**Excerpted passage:**
/data-projector

Load CSV datasets and map / transform the data for use.

MIT LicenseMIT

data-projector

Load CSV datasets and map / transform the data for use.

  • Load CSV datasets
  • Guess types and cast data fields to types
  • Calculate stats: global, fields and pairwise (field by field correlations etc)
  • Map datasets to other datasets using transform functions

This is designed to take a specification object (JSON) and load a dataset and optionally map values to requested ranges.

The JSON specification objects can be saved in your application for use in presets.

Status: ALPHA

Currently all transformation functions are to be supplied when you

API

project(functions, path, statsParams, mapParams) ⇒ Object

Load a dataset from disk, calculate statistics and apply transformations

Returns: Object - Dataset

Param Type Description
functions Object Named function registery
path String
statsParams Object
mapParams Array.<Object>

readParseDataset(path) ⇒ Promise.<Object>

Load and parse a dataset from path. Stats are not yet calculated so types are unknown and all fields are strings.

**Source data:**

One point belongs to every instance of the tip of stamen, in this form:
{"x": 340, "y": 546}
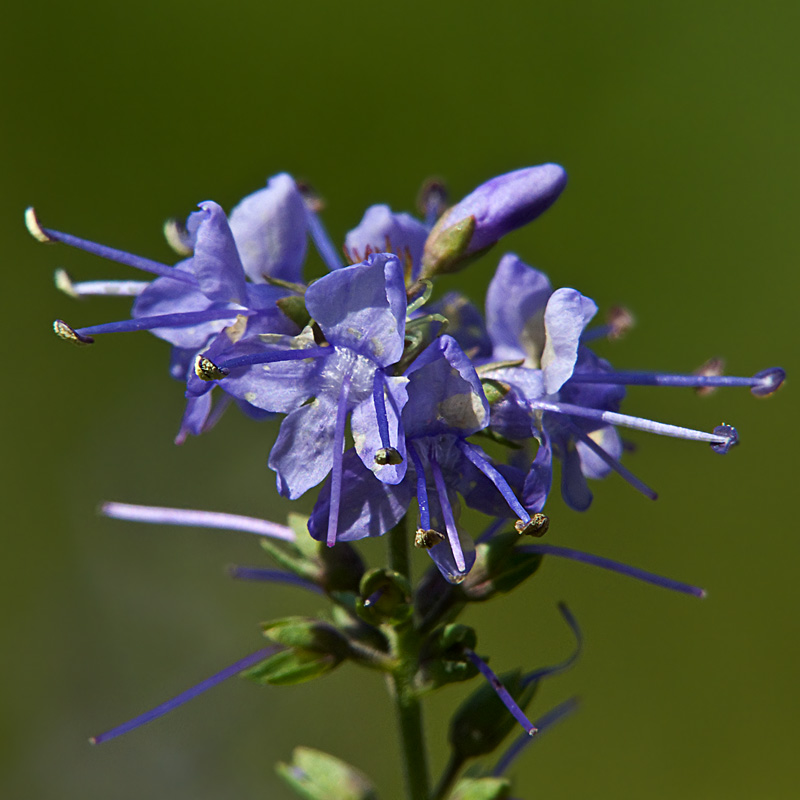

**Set tasks:**
1 - Decide whether each statement agrees with the data-projector README, answering yes or no and quoting the deciding words of the README: (a) The project's status is given as alpha. (b) The readParseDataset function calculates statistics on the dataset it loads. (c) Specification objects can be saved in an application for use as presets.
2 - Transcribe the data-projector README word for word, everything from "Load a dataset from" down to "fields are strings.".
3 - Pick up the data-projector README after its final sentence and continue writing it.
The listing is separate material and is not part of the data-projector README.

**Results of the tasks:**
1 -
(a) Yes: "Status: ALPHA"
(b) No: "Stats are not yet calculated so types are unknown and all fields are strings."
(c) Yes: "The JSON specification objects can be saved in your application for use in presets."

2 -
Load a dataset from disk, calculate statistics and apply transformations

Returns: Object - Dataset

Param Type Description
functions Object Named function registery
path String
statsParams Object
mapParams Array.<Object>

readParseDataset(path) ⇒ Promise.<Object>

Load and parse a dataset from path. Stats are not yet calculated so types are unknown and all fields are strings.

3 -
Returns: Promise.<Object> - Promise for a dataset

Param Type Description
path String Absolute path to file

loadDataset(path, functions, statsParams) ⇒ Promise.<Object>

Load and parse a dataset and calculate stats and coerce types of field values.

Returns: Promise.<Object> - Promise for a dataset

Param Type Description
path String Absolute path to file
functions Object Named function registery
statsParams Object The stats object from params

createDataset(data, fields, path) ⇒ Object

Create a dataset object from an array of objects

Returns: Object - dataset - {data, fields, path}

Param Type Description
data Object [{field: value, field2: value}, ...]
fields Array.<String> Field names
path String

_calculateStats(functions, statsParams, dataset) ⇒ Object

Calculate statistics (minval, maxval, avg etc.) for a dataset using a stats specification.

Returns: Object - stats

Param Type Description
functions Object Named function registery
statsParams Object The stats object from params
dataset Object As returned by loadDataset or from a previous transformation.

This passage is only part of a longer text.